§ **Task requirements**
Reproduce each line exactly, including spacing and punctuation.

§ **Record excerpts**
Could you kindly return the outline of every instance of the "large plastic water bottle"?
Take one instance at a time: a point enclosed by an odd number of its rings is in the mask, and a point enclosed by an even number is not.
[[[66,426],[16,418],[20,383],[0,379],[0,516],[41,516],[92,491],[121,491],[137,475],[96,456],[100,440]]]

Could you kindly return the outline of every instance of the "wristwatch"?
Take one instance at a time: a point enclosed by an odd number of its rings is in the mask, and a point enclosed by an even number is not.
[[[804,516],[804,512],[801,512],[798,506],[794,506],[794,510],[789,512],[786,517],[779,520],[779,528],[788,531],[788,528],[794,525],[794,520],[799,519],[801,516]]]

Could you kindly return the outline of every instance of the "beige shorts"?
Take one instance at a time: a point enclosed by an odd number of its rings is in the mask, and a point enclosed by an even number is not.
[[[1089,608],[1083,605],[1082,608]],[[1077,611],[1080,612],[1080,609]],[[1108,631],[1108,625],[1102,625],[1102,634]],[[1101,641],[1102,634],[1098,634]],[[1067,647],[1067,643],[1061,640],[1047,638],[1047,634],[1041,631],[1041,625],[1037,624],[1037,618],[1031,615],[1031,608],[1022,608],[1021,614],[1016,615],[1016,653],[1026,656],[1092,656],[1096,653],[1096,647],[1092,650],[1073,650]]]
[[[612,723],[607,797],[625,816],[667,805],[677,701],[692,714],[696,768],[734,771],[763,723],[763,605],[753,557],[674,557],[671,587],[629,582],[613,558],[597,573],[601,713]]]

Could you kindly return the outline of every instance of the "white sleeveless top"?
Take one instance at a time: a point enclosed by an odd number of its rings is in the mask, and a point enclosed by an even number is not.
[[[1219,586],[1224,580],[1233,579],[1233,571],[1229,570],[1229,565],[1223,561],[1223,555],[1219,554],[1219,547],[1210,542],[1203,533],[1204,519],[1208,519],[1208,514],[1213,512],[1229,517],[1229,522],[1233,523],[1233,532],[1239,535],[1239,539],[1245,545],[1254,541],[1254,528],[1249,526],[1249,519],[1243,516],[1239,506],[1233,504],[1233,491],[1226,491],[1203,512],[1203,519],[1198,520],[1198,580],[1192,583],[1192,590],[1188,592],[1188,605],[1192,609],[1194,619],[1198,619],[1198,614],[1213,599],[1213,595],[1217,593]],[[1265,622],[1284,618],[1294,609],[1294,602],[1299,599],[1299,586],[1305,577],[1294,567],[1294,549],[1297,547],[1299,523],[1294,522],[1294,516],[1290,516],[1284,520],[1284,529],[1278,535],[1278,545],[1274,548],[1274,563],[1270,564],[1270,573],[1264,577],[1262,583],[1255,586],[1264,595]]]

§ **Answer to the task**
Could you kindly return the outline of every instance of the "large plastic water bottle"?
Take one instance at a time: a point enclosed by an odd number of its rings is in the mask, and a point enclosed by an even number is not.
[[[66,426],[16,418],[20,383],[0,379],[0,516],[41,516],[92,491],[121,491],[137,475],[96,456],[100,440]]]

Could you kindly return the outline of every instance of the "wristwatch"?
Take one instance at a time: a point enclosed by an odd number of its rings is in the mask, and a point enclosed by an even number is not.
[[[804,516],[804,512],[801,512],[798,506],[794,506],[794,510],[789,512],[786,517],[779,520],[779,528],[788,531],[788,528],[794,525],[794,520],[799,519],[801,516]]]

Could you kindly return the outline of every instance of the "beige shorts"?
Take one instance at a time: a point enclosed by an odd number of its rings is in the mask, and a point enclosed by an even number is not.
[[[1089,608],[1083,605],[1082,608]],[[1077,611],[1080,612],[1080,609]],[[1108,631],[1108,625],[1102,625],[1102,634]],[[1101,641],[1102,634],[1098,634]],[[1067,647],[1067,643],[1061,640],[1047,638],[1047,634],[1041,631],[1041,625],[1037,624],[1037,618],[1031,615],[1031,608],[1022,608],[1021,614],[1016,615],[1016,653],[1026,656],[1092,656],[1096,653],[1096,647],[1092,650],[1073,650]]]
[[[612,723],[607,797],[625,816],[667,805],[677,701],[692,714],[696,768],[734,771],[763,723],[763,605],[753,557],[674,557],[671,587],[629,582],[613,558],[597,573],[601,713]]]

Could you kindly return the outline of every instance of the "white sleeveless top"?
Take one instance at a time: a point enclosed by an odd number of its rings is in the mask, and a point enclosed by an even number is not.
[[[1219,586],[1224,580],[1233,579],[1233,571],[1229,570],[1229,565],[1223,561],[1223,555],[1219,554],[1219,547],[1210,542],[1203,533],[1204,519],[1208,519],[1208,514],[1213,512],[1229,517],[1229,522],[1233,523],[1233,532],[1239,535],[1239,539],[1245,545],[1254,541],[1254,528],[1249,526],[1249,519],[1243,516],[1239,506],[1233,504],[1233,491],[1226,491],[1203,512],[1203,519],[1198,520],[1198,580],[1192,583],[1192,590],[1188,592],[1188,605],[1192,609],[1194,619],[1198,619],[1198,614],[1213,599],[1213,595],[1217,593]],[[1265,622],[1284,618],[1294,609],[1294,602],[1299,599],[1299,586],[1305,577],[1294,567],[1294,549],[1297,547],[1299,523],[1294,522],[1294,516],[1290,516],[1284,520],[1284,529],[1278,535],[1278,545],[1274,548],[1274,563],[1270,564],[1270,573],[1264,577],[1262,583],[1255,586],[1264,595]]]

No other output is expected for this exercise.